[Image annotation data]
*-*-*

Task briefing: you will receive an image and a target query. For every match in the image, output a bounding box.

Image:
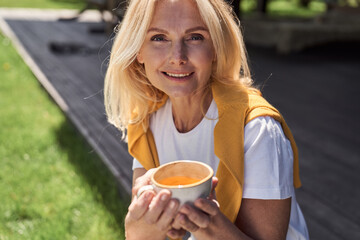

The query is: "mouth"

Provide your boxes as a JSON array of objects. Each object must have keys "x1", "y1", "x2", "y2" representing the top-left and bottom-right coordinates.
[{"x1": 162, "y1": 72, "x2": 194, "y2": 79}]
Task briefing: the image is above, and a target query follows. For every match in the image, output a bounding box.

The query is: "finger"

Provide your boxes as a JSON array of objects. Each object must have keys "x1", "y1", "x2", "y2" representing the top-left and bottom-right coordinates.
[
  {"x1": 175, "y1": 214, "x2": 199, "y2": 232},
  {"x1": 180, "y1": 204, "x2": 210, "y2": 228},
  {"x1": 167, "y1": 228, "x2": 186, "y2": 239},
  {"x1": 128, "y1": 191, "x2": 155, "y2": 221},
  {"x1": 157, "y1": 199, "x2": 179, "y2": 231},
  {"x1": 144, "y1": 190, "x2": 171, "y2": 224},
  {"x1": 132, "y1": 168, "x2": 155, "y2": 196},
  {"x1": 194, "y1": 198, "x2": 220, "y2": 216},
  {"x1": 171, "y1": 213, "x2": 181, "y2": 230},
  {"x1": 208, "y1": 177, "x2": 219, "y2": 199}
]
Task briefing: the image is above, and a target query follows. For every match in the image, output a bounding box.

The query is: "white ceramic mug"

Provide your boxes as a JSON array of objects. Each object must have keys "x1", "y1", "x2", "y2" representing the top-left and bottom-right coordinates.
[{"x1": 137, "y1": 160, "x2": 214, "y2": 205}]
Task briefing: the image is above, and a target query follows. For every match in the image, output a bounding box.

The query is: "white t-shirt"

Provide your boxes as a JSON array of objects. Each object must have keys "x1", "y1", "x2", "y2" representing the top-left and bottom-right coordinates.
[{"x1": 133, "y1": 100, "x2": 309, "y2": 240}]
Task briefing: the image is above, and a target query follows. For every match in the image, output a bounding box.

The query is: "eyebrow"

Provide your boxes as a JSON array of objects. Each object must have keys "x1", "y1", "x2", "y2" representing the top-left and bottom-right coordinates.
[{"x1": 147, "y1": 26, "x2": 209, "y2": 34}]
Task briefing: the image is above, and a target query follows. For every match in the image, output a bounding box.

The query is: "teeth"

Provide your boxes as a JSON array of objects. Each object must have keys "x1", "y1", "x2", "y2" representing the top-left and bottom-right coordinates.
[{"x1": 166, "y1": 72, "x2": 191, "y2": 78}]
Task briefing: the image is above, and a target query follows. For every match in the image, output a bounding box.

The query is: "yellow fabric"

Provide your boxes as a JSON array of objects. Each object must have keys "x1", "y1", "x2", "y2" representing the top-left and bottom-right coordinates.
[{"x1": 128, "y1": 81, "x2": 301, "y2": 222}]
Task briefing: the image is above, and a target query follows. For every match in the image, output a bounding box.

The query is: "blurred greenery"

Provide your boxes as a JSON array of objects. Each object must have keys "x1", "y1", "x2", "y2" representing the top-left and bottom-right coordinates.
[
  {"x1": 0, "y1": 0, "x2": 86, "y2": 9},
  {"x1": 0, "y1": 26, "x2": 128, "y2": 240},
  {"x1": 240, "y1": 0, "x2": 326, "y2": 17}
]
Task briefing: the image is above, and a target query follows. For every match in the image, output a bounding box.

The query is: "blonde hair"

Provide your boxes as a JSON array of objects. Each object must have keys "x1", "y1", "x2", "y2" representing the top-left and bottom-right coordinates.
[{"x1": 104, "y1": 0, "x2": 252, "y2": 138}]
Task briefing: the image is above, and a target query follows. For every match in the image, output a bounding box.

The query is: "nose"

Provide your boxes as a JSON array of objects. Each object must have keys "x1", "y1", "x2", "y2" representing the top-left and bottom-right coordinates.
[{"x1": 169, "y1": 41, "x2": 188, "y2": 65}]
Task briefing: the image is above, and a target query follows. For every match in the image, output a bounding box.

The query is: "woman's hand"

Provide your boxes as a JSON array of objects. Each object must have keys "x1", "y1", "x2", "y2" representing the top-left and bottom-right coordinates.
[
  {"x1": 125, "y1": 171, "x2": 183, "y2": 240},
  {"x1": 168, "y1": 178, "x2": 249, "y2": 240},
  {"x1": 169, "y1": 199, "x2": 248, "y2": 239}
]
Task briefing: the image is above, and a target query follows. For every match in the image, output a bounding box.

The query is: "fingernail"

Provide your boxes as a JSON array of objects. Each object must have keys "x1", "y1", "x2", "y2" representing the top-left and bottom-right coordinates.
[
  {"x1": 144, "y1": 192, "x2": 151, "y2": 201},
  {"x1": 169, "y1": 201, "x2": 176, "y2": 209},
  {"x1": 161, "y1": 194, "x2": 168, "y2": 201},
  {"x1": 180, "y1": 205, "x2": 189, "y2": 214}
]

*-*-*

• **What to produce**: Return every line from the entries that contains the string "white", with case counting, so a match must have the same capitalization.

• **Task result**:
The query is: "white ceramic mug"
The query is: "white t-shirt"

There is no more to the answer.